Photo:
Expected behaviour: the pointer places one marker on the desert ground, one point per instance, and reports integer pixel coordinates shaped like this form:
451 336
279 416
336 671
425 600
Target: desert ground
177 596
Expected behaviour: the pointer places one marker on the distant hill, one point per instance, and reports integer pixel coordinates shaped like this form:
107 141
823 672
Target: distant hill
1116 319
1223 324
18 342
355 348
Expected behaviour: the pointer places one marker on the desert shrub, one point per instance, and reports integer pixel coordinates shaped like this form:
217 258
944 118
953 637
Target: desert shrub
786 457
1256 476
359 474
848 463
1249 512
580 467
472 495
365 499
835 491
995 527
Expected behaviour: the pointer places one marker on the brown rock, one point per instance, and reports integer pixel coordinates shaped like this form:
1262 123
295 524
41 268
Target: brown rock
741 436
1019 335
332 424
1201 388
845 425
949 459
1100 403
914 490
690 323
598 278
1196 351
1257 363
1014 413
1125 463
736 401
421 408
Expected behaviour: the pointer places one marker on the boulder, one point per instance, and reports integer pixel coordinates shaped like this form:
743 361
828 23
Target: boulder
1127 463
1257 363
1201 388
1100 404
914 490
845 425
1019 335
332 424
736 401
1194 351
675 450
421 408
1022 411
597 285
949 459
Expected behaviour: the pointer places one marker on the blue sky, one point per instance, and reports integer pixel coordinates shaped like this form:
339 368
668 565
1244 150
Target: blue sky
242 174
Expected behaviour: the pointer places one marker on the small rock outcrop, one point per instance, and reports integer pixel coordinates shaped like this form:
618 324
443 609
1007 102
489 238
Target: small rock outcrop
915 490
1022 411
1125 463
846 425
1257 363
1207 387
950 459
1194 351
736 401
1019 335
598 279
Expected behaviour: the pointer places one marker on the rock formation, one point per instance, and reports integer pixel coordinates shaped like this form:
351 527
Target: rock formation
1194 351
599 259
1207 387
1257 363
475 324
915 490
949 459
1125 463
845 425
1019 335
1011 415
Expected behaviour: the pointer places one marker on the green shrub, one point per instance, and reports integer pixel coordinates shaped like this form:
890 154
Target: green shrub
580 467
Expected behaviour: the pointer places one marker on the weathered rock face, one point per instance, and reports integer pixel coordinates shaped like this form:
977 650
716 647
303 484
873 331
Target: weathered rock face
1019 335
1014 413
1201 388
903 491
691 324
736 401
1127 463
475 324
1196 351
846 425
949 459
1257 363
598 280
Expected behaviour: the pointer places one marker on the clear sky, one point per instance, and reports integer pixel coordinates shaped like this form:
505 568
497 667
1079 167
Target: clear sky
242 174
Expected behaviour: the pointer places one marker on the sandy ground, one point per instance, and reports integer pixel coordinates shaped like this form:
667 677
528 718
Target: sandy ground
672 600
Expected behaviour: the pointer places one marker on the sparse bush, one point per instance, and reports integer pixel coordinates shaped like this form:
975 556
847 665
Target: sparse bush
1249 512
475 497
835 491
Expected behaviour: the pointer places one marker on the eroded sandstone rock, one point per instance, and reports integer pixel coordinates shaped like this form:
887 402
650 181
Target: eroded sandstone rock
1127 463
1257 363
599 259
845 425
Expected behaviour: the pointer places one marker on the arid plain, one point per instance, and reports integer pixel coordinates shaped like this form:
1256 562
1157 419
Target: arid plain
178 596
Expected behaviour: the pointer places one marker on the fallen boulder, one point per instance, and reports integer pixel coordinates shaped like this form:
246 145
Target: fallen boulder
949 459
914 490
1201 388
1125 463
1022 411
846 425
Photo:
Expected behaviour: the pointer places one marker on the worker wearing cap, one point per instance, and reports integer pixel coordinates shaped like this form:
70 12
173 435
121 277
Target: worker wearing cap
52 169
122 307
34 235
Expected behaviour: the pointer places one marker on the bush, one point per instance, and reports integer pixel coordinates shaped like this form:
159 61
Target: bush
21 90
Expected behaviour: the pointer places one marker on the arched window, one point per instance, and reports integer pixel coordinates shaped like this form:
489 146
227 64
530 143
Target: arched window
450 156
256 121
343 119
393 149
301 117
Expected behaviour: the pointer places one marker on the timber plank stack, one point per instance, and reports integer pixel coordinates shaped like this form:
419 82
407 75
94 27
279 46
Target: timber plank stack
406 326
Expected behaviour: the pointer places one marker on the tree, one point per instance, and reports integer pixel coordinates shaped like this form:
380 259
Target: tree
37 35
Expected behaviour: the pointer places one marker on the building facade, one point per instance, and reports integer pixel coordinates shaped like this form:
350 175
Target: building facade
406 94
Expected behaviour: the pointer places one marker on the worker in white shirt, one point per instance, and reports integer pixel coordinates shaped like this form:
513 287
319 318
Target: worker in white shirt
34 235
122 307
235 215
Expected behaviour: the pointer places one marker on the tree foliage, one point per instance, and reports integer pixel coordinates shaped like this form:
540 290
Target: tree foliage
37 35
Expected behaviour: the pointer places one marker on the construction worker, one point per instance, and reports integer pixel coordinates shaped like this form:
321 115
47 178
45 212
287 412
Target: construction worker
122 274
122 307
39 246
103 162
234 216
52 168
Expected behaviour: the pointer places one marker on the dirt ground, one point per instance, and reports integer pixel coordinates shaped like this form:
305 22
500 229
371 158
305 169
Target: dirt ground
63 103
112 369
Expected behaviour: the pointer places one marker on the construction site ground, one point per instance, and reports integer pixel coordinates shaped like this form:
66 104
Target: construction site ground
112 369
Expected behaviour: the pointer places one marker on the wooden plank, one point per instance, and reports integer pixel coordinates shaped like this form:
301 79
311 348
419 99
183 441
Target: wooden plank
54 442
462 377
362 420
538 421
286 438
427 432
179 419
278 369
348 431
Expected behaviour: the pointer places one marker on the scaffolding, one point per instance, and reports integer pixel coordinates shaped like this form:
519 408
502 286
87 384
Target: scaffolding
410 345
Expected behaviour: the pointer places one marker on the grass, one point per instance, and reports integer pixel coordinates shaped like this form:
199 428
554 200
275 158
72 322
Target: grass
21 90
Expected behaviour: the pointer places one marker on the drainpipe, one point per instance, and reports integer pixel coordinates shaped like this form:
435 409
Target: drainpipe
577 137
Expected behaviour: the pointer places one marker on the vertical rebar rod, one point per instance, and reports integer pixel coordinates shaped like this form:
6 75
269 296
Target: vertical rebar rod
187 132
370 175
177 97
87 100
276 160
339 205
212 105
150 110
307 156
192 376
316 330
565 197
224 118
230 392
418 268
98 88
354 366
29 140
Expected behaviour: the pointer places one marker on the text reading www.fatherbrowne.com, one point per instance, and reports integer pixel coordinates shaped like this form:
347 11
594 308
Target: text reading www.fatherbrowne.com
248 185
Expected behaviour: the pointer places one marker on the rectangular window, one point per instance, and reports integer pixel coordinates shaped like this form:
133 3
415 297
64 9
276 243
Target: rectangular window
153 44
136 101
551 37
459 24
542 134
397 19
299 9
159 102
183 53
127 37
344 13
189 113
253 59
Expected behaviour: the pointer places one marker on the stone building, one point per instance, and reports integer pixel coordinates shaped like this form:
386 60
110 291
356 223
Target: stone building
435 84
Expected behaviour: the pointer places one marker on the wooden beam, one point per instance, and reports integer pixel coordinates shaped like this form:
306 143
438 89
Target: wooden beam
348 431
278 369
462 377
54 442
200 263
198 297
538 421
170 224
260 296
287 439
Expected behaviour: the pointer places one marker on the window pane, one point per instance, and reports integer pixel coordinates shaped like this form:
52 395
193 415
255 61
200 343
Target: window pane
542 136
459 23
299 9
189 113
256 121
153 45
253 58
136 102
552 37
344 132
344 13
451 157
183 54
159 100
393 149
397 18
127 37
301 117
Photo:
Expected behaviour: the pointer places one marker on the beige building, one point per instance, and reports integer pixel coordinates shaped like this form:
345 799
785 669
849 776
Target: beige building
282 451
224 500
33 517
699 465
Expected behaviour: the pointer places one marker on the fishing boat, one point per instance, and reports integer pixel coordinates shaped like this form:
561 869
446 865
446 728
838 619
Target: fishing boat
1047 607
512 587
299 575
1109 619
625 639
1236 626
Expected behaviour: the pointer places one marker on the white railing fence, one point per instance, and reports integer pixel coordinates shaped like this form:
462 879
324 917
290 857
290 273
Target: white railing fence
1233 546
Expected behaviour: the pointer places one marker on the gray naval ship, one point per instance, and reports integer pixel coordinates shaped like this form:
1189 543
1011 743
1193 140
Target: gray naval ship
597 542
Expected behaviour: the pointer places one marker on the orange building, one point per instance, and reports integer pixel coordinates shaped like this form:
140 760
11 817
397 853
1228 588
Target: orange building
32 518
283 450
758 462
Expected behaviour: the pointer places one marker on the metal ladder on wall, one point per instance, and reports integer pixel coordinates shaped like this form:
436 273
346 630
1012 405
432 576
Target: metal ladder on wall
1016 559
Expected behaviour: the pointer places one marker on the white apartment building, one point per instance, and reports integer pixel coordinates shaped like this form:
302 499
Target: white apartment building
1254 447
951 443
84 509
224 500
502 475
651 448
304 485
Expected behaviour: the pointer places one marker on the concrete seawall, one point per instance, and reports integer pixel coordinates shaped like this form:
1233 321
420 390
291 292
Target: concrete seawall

==========

* [Description of the task]
Only the lines from the one containing "Expected behaviour: the pointer places one marker on the fishing" to the end of the data should be printed, exactly as they stand.

* [Full solution]
Expected behaviour: the pointer places one marker on the fishing boat, one point per instance, and reports integer pixel coordinates shaped like this form:
561 869
446 865
446 728
838 619
Target: fishing boat
1047 607
512 587
299 575
1109 619
625 639
1236 626
Expected behaviour: the pointer places one marker on the white railing fence, one point per instance, and reports integer pixel coordinates shaped like this form:
462 879
324 917
290 857
290 273
Target: white railing fence
1233 546
Expected behaviour: the pointer places one marker on the gray naval ship, one point per instance, and reports integer pixel coordinates shaped like this form:
1189 543
1011 743
1193 140
Target: gray naval ship
597 542
Expected behaviour: the pointer places one marker on the orange building, one point per instance, and reports integer pixel coordinates shaped like this form:
140 760
11 817
397 853
1228 588
Target: orange building
32 518
283 450
758 462
Expected behaviour: the pointer places one marker on the metal ladder on wall, one point per instance, and reports integer pixel coordinates shaped like this form:
436 273
346 630
1012 405
432 576
Target: metal ladder on wall
1016 559
Expected behaviour: the pointer places one marker on the white apartment building, one point per instance, and reports integer pixel coordinates shaped like this form:
302 499
Target: white apartment building
1254 447
951 443
84 509
224 500
502 475
651 448
304 485
Expected behaviour: the pointer places one marker on the concrete seawall, one point per instance, and reports integer pixel coordinates shaped like this form:
1233 321
420 390
291 292
Target: concrete seawall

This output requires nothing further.